Assignment
Every entry needs to be duplicated exactly.

--- Exercise input ---

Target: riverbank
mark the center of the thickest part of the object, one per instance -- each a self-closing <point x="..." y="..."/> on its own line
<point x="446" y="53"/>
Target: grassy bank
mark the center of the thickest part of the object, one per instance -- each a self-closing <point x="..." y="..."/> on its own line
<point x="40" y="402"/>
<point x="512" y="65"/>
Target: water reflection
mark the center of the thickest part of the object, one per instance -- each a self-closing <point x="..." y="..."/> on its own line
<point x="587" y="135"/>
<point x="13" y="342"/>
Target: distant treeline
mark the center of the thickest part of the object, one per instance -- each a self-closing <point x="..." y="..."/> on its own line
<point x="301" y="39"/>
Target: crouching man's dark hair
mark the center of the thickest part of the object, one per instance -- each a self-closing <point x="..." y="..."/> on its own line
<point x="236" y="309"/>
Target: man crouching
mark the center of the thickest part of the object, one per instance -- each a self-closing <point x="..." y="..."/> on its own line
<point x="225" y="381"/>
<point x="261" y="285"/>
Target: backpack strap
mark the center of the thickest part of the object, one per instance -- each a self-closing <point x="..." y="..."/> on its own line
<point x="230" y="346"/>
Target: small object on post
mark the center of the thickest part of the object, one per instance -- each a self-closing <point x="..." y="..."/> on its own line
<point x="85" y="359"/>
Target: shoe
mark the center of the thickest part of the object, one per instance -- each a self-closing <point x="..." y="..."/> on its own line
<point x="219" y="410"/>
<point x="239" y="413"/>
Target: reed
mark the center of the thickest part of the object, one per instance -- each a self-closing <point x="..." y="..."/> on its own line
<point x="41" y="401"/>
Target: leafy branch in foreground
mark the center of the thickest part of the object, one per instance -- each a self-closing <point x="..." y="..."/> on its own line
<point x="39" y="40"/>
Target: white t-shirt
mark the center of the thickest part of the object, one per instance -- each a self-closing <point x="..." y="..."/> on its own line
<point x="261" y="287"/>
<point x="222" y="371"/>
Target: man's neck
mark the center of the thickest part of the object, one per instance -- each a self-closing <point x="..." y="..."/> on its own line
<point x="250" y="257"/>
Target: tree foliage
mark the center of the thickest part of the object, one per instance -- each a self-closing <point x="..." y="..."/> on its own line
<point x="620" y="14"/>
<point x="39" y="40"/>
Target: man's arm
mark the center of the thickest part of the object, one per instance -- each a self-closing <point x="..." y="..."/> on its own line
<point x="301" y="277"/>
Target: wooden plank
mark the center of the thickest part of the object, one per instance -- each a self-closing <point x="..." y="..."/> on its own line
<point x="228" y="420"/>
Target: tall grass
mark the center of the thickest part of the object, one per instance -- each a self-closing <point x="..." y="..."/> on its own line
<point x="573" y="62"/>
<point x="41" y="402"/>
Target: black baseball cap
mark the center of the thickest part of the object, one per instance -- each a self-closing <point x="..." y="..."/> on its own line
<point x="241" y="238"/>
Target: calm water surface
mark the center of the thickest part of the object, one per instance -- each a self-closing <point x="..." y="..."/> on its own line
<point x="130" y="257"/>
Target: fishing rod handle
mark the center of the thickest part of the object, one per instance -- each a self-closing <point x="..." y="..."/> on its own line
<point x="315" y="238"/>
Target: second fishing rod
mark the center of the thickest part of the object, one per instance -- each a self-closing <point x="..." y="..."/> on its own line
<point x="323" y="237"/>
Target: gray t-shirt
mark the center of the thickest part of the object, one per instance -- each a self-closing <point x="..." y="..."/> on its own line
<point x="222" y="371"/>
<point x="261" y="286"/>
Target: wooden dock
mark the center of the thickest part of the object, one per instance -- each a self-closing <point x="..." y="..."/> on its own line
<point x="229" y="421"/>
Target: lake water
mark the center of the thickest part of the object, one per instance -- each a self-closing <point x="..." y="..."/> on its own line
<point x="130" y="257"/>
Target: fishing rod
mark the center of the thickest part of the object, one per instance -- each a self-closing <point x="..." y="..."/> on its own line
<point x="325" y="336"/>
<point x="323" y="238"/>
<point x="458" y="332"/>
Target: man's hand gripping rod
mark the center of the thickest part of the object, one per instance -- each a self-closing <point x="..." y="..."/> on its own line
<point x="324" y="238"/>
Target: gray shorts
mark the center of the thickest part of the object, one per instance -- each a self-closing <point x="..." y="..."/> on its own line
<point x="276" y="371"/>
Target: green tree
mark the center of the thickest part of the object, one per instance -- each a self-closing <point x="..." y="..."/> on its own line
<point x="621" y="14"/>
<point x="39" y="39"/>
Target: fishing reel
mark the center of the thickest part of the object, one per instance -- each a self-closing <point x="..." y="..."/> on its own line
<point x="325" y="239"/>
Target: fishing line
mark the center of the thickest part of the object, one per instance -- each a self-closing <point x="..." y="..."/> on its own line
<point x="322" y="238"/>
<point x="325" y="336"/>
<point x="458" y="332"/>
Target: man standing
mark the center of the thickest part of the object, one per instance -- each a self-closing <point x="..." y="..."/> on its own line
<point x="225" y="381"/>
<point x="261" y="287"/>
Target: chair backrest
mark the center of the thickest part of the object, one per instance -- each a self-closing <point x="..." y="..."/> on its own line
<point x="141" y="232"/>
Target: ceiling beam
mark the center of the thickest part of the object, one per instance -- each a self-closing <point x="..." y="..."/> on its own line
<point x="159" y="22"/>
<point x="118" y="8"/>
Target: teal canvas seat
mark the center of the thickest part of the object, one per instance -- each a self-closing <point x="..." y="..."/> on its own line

---

Result
Target: riverbank
mark the center of the thickest part of the object, one per instance -- each a self-closing <point x="..." y="..."/> on its own line
<point x="446" y="53"/>
Target: grassy bank
mark the center of the thickest part of the object, one per instance -- each a self-closing <point x="..." y="..."/> on its own line
<point x="40" y="402"/>
<point x="512" y="65"/>
Target: water reflection
mark the center of the thickest part of the object, one per instance -- each a self-closing <point x="..." y="..."/> on its own line
<point x="587" y="135"/>
<point x="13" y="342"/>
Target: distant treeline
mark the center of the thickest part of the object, one per instance -- each a self-closing <point x="..." y="..."/> on its own line
<point x="301" y="39"/>
Target: crouching man's dark hair
mark the center of the thickest part of the object, one per instance -- each a self-closing <point x="..." y="..."/> on its own line
<point x="236" y="309"/>
Target: man crouching
mark the center of the thickest part of the object, one per instance -- each a self-closing <point x="..." y="..."/> on its own line
<point x="225" y="381"/>
<point x="261" y="285"/>
Target: backpack strap
mark the center of the thickest part of the object, one per instance -- each a self-closing <point x="..." y="..."/> on its own line
<point x="230" y="346"/>
Target: small object on post
mark the center of the thickest part of the object, one per instance -- each a self-closing <point x="..." y="..."/> on its own line
<point x="85" y="359"/>
Target: shoe
mark the center of the thickest part of the object, one per instance -- each a self-closing <point x="..." y="..."/> on its own line
<point x="219" y="410"/>
<point x="239" y="413"/>
Target: reed
mark the center of the thickest part of the object, one per instance -- each a self-closing <point x="..." y="..."/> on its own line
<point x="41" y="401"/>
Target: leafy branch in foreground
mark the center of the thickest part of the object, one per instance -- each a self-closing <point x="..." y="..."/> on its own line
<point x="39" y="40"/>
Target: white t-shirt
mark the center of the thickest part of the object, one per instance -- each a self-closing <point x="..." y="..."/> on its own line
<point x="261" y="287"/>
<point x="222" y="371"/>
Target: man's neck
mark the center of the thickest part of the object, one per instance -- each a self-closing <point x="..." y="..."/> on its own line
<point x="250" y="257"/>
Target: tree foliage
mark the center of the thickest part of the object, one per instance -- each a self-closing <point x="..." y="..."/> on its own line
<point x="620" y="14"/>
<point x="39" y="40"/>
Target: man's arm
mark the center of the thickest part of the object, one per instance -- each a self-closing <point x="..." y="..."/> on its own line
<point x="301" y="277"/>
Target: wooden plank
mark the center of the thickest part of the object, one per instance -- each a self-closing <point x="..." y="..."/> on its own line
<point x="228" y="420"/>
Target: tall grass
mark the center of the thickest part of the object, one per instance -- each a self-closing <point x="..." y="..."/> on its own line
<point x="573" y="62"/>
<point x="41" y="402"/>
Target: black baseball cap
mark the center of the thickest part of the object, one per instance -- each a self-closing <point x="..." y="..."/> on its own line
<point x="241" y="238"/>
Target: calm water surface
mark the center of the thickest part of the object, one per instance -- each a self-closing <point x="..." y="..."/> on its own line
<point x="130" y="257"/>
Target: fishing rod handle
mark the center of the thickest part of the object, one per instance -- each a self-closing <point x="..." y="..."/> on its own line
<point x="315" y="238"/>
Target: second fishing rod
mark the center of the thickest part of the object, one per instance -- each a self-closing <point x="..." y="..."/> on its own line
<point x="323" y="237"/>
Target: gray t-shirt
mark the center of the thickest part of the object, one per instance -- each a self-closing <point x="..." y="..."/> on its own line
<point x="222" y="371"/>
<point x="261" y="286"/>
Target: wooden dock
mark the center of the thickest part of the object, one per instance -- each a self-closing <point x="..." y="..."/> on its own line
<point x="229" y="421"/>
Target: lake water
mark the center of the thickest part of the object, one per instance -- each a self-closing <point x="..." y="..."/> on its own line
<point x="130" y="257"/>
Target: fishing rod
mark the center of the thickest part of the object, one per instance -- each a self-closing <point x="..." y="..."/> on its own line
<point x="325" y="336"/>
<point x="323" y="238"/>
<point x="458" y="332"/>
Target: man's hand gripping rod
mark the center of the thickest part of the object, one per instance -- each a self-closing <point x="..." y="..."/> on its own line
<point x="324" y="238"/>
Target: gray shorts
mark the center of the thickest part of the object, one per instance -- each a self-closing <point x="..." y="..."/> on its own line
<point x="276" y="371"/>
Target: green tree
mark the center of the thickest part of the object, one per instance -- each a self-closing <point x="..." y="..."/> on its own line
<point x="621" y="14"/>
<point x="39" y="39"/>
Target: fishing reel
mark the center of the thickest part of the object, one per instance -- each a self-closing <point x="..." y="..."/> on its own line
<point x="325" y="239"/>
Target: fishing line
mark the center of the thickest part of the object, one per instance -- each a self-closing <point x="..." y="..."/> on its own line
<point x="322" y="238"/>
<point x="325" y="336"/>
<point x="458" y="332"/>
Target: man standing
mark the center of the thickest part of the object, one per instance -- each a self-closing <point x="..." y="..."/> on its own line
<point x="225" y="381"/>
<point x="261" y="287"/>
Target: chair backrest
mark the center of the thickest part of the object, one per instance -- each a self-closing <point x="..." y="..."/> on its own line
<point x="141" y="232"/>
Target: ceiling beam
mark the center of the thickest part of the object, one per instance -- each a self-closing <point x="..." y="..."/> on its own line
<point x="159" y="22"/>
<point x="118" y="8"/>
Target: teal canvas seat
mark the center of the thickest part of the object, one per instance -- each a self-closing <point x="..." y="..."/> on its own line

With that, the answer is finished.